Esta ofensiva contra a Segurança Social é parte integrante da ofensiva geral do capitalismo e das suas instâncias políticas na Europa, com vista à completa desregulamentação do trabalho e à «contracção salarial», à privatização dos serviços públicos, principalmente os que asseguram os direito sociais. É neste contexto que se pretende privatizar o direito à reforma, quer através da deslocação dos enormes recursos gerados pelas contribuições e poupanças dos trabalhadores para o sistema financeiro privado, quer através de criação de fundos de base profissional ou de complementos contratados individualmente (PPR). Pretende-se, portanto, não só «emagrecer o Estado» das suas responsabilidades sociais consagradas constitucionalmente, como também «engordar» ainda mais os bancos e as seguradoras.

A Estratégia de Lisboa de 2000 (presidência da UE pelo governo PS/Guterres) é um instrumento fundamental da ofensiva do capital, que define objectivos até 2010 no âmbito da liberalização de leis laborais, da privatização de serviços públicos essenciais e, também, das reformas estruturais na Segurança Social. O Conselho Europeu de Barcelona em 2002, caminhando na concretização daqueles objectivos, postulou que a idade média efectiva de reforma deverá aumentar mais cinco anos, com o objectivo de, em 2010, estarem eliminadas as possibilidades de antecipação da reforma previstas em leis nacionais ou contratação colectiva.

O actual governo, operando diligentemente estas orientações, pretende, no seu programa, «garantir a sustentabilidade e a justiça do sistema de Segurança Social», com o fundamento do aumento da esperança de vida, dizendo que o caminho é o do «envelhecimento activo», favorecido pela «permanência dos trabalhadores mais idosos nos seus postos de trabalho» e «minimizando os custos para a comunidade da antecipação da idade da reforma». Mas a realidade é que, apesar do aumento da esperança de vida, o tempo de vida que os trabalhadores terão para usufruírem do direito à reforma, que construíram de facto com as suas contribuições e com a mais valia do seu trabalho, será reduzido se aumentar a idade mínima da reforma, também pelo efeito que o desgaste pelo trabalho implica para a saúde, e portanto na própria esperança de vida dos trabalhadores, nomeadamente em profissões com penosidade.

O QUE FAZER:
(1) Segundo o texto sobre a Segurança Social, quanto deveria aumentar a idade média efetiva de reforma, de acordo com o Conselho Europeu de Barcelona de 2002?
(2) Prossiga o texto sobre a Segurança Social a partir da última frase apresentada, com um ou dois parágrafos no mesmo tom.
O material que se segue ao texto não tem qualquer papel nestas tarefas.

AMOSTRA DE DADOS:
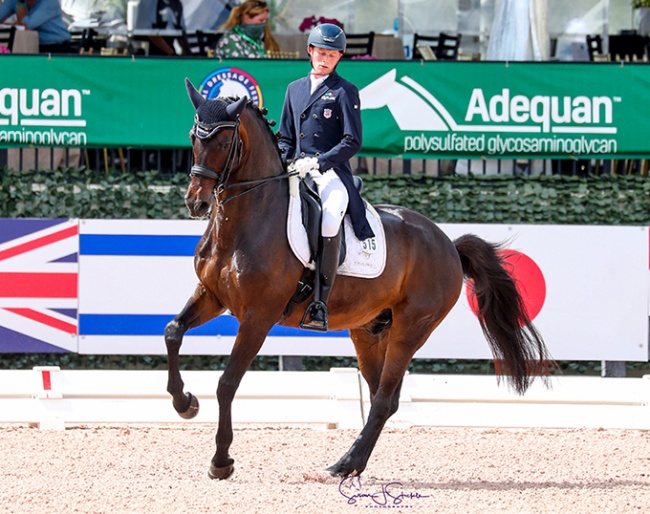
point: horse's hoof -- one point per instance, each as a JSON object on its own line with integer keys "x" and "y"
{"x": 192, "y": 410}
{"x": 220, "y": 473}
{"x": 343, "y": 470}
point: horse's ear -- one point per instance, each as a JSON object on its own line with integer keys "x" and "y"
{"x": 195, "y": 96}
{"x": 236, "y": 108}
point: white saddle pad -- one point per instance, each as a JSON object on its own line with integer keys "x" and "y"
{"x": 358, "y": 262}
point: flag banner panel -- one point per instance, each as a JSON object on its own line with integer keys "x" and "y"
{"x": 586, "y": 287}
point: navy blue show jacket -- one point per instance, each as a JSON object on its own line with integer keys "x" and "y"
{"x": 326, "y": 125}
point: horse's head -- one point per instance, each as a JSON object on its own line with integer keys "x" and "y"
{"x": 216, "y": 147}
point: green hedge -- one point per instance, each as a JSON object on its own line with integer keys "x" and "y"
{"x": 601, "y": 200}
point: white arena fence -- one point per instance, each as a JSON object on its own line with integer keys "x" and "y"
{"x": 51, "y": 398}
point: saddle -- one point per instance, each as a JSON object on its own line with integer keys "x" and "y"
{"x": 312, "y": 210}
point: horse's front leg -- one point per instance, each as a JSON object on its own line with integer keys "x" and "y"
{"x": 248, "y": 342}
{"x": 200, "y": 308}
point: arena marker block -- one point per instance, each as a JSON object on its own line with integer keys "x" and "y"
{"x": 45, "y": 391}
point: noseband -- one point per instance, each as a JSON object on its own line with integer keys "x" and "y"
{"x": 209, "y": 130}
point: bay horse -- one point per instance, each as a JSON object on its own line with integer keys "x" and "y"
{"x": 245, "y": 265}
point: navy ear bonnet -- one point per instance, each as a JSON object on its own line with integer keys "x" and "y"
{"x": 210, "y": 117}
{"x": 213, "y": 115}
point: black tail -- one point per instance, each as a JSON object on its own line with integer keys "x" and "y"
{"x": 514, "y": 341}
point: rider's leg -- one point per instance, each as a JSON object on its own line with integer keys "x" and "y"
{"x": 335, "y": 199}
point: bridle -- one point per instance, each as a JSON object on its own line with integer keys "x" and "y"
{"x": 209, "y": 130}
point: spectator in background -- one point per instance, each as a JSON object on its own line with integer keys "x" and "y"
{"x": 43, "y": 16}
{"x": 162, "y": 15}
{"x": 247, "y": 33}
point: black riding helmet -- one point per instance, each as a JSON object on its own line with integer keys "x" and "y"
{"x": 327, "y": 36}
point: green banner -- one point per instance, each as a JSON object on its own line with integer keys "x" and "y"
{"x": 409, "y": 109}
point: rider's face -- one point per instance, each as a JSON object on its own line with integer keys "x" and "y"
{"x": 323, "y": 61}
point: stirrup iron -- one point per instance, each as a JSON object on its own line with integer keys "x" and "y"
{"x": 315, "y": 322}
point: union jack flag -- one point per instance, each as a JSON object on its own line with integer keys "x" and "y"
{"x": 39, "y": 273}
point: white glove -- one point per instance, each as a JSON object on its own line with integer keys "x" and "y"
{"x": 304, "y": 166}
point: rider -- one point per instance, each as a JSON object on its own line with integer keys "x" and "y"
{"x": 320, "y": 129}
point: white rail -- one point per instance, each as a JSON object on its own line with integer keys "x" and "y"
{"x": 51, "y": 398}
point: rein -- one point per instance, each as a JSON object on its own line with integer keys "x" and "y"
{"x": 203, "y": 131}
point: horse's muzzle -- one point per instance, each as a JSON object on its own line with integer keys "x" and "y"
{"x": 198, "y": 208}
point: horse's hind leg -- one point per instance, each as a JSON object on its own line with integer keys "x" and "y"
{"x": 371, "y": 355}
{"x": 400, "y": 348}
{"x": 200, "y": 308}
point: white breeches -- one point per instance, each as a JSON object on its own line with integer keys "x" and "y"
{"x": 334, "y": 198}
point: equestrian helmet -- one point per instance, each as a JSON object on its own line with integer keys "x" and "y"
{"x": 327, "y": 36}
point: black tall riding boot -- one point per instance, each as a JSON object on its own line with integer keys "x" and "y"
{"x": 326, "y": 266}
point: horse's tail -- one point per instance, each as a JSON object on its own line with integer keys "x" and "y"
{"x": 515, "y": 343}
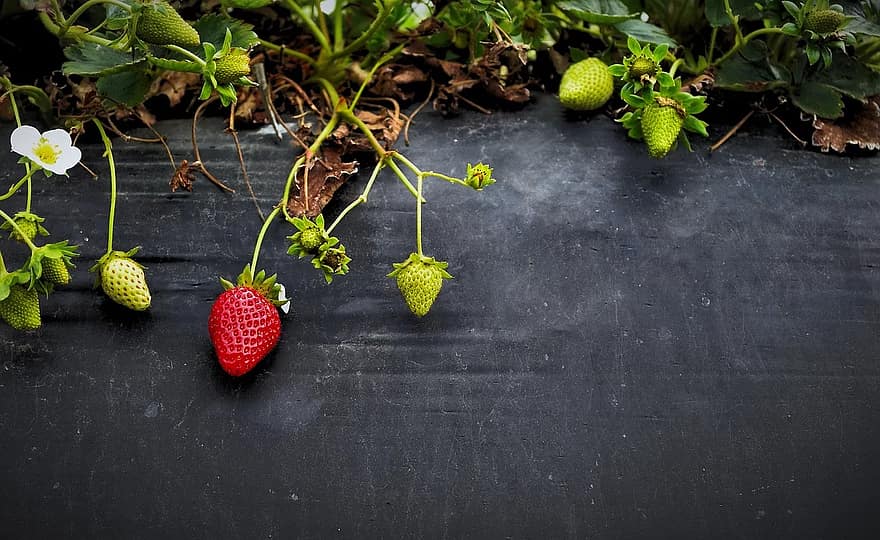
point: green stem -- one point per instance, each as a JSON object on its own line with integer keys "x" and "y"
{"x": 65, "y": 26}
{"x": 18, "y": 184}
{"x": 109, "y": 153}
{"x": 338, "y": 34}
{"x": 449, "y": 179}
{"x": 711, "y": 53}
{"x": 56, "y": 30}
{"x": 393, "y": 166}
{"x": 367, "y": 34}
{"x": 349, "y": 116}
{"x": 675, "y": 65}
{"x": 17, "y": 229}
{"x": 360, "y": 200}
{"x": 289, "y": 52}
{"x": 309, "y": 23}
{"x": 259, "y": 244}
{"x": 27, "y": 165}
{"x": 743, "y": 41}
{"x": 186, "y": 53}
{"x": 419, "y": 202}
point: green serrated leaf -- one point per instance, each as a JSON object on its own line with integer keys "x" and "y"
{"x": 633, "y": 100}
{"x": 93, "y": 60}
{"x": 744, "y": 9}
{"x": 850, "y": 77}
{"x": 246, "y": 4}
{"x": 812, "y": 52}
{"x": 751, "y": 71}
{"x": 792, "y": 9}
{"x": 129, "y": 88}
{"x": 791, "y": 29}
{"x": 819, "y": 99}
{"x": 598, "y": 11}
{"x": 660, "y": 52}
{"x": 212, "y": 29}
{"x": 645, "y": 32}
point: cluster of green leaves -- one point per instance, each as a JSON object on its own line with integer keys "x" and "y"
{"x": 646, "y": 83}
{"x": 124, "y": 66}
{"x": 312, "y": 240}
{"x": 791, "y": 53}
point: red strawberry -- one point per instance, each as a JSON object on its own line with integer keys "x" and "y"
{"x": 244, "y": 323}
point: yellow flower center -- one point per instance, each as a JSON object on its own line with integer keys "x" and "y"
{"x": 46, "y": 151}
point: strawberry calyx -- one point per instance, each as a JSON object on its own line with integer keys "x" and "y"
{"x": 28, "y": 222}
{"x": 309, "y": 237}
{"x": 415, "y": 258}
{"x": 34, "y": 268}
{"x": 266, "y": 286}
{"x": 111, "y": 255}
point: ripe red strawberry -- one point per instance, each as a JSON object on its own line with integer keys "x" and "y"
{"x": 244, "y": 324}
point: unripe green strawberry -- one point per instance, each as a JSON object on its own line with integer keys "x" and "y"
{"x": 419, "y": 279}
{"x": 642, "y": 65}
{"x": 232, "y": 66}
{"x": 123, "y": 280}
{"x": 55, "y": 271}
{"x": 586, "y": 85}
{"x": 160, "y": 24}
{"x": 661, "y": 123}
{"x": 311, "y": 239}
{"x": 824, "y": 21}
{"x": 21, "y": 309}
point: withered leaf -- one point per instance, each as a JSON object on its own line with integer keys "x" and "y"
{"x": 859, "y": 127}
{"x": 326, "y": 174}
{"x": 182, "y": 178}
{"x": 390, "y": 80}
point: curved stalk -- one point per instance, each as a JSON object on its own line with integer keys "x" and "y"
{"x": 289, "y": 52}
{"x": 419, "y": 202}
{"x": 14, "y": 188}
{"x": 68, "y": 22}
{"x": 367, "y": 34}
{"x": 186, "y": 53}
{"x": 18, "y": 230}
{"x": 362, "y": 198}
{"x": 259, "y": 244}
{"x": 109, "y": 153}
{"x": 309, "y": 23}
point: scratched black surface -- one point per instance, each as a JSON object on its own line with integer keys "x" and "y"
{"x": 630, "y": 348}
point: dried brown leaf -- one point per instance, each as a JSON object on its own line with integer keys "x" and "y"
{"x": 860, "y": 128}
{"x": 325, "y": 175}
{"x": 182, "y": 178}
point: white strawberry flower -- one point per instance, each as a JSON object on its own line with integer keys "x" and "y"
{"x": 52, "y": 150}
{"x": 282, "y": 296}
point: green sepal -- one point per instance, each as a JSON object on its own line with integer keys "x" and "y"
{"x": 331, "y": 260}
{"x": 8, "y": 279}
{"x": 266, "y": 286}
{"x": 422, "y": 259}
{"x": 109, "y": 256}
{"x": 302, "y": 225}
{"x": 27, "y": 216}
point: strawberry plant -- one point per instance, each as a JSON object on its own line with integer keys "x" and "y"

RESPOSTAS:
(1) Deveria aumentar mais cinco anos.

(2)
Na apresentação do Orçamento da Segurança Social para 2006 ficou claro que o caminho que o PS trilhará para cumprir as orientações europeias é o do aumento da idade da reforma para além dos actuais 65 anos. De facto, um dos cenários previstos pelo Governo é o de aumentar para 66 e 67 anos a idade mínima legal de reforma, com efeito respectivamente em 2020 e em 2030. Dir-se-ia que ainda estamos longe, mas um jovem que hoje tem 32 anos e que tivesse entrado no mercado de trabalho a descontar para a Segurança Social com 25 anos, teria direito à sua reforma em 2030, ao fim de 42 anos de trabalho. Mas, se começou aos 18, terá de trabalhar 49 anos se não quiser ser penalizado no valor da sua futura reforma, na condição de o patronato pagar as contribuições devidas à Segurança Social.

Este é apenas o cenário projectado pelo Governo para fazer a conta ao défice do subsistema previdencial em percentagem do PIB, actualmente 2,8% e que, em 2030, com esta medida, passaria – pasme-se – para 2,6%! Este cenário é apenas uma cortina para esconder as reais intenções do Governo que se está a preparar para aumentar a idade da reforma a produzir efeitos bastante antes daquelas datas. Porque terá que satisfazer o compromisso de Barcelona de participar no «método aberto de coordenação sobre pensões» no âmbito da UE, porque outros países da UE estão já a ir pelo mesmo caminho e porque, quanto a medidas de retrocesso social e civilizacional, o eng.º Sócrates já demonstrou que pretende tomar a dianteira. Acresce que as projecções económicas de longo prazo (a mais de 40 anos) em que se baseia são absolutamente falíveis, o desemprego aumenta (mais despesa e menos contribuições) e os salários reais não aumentam.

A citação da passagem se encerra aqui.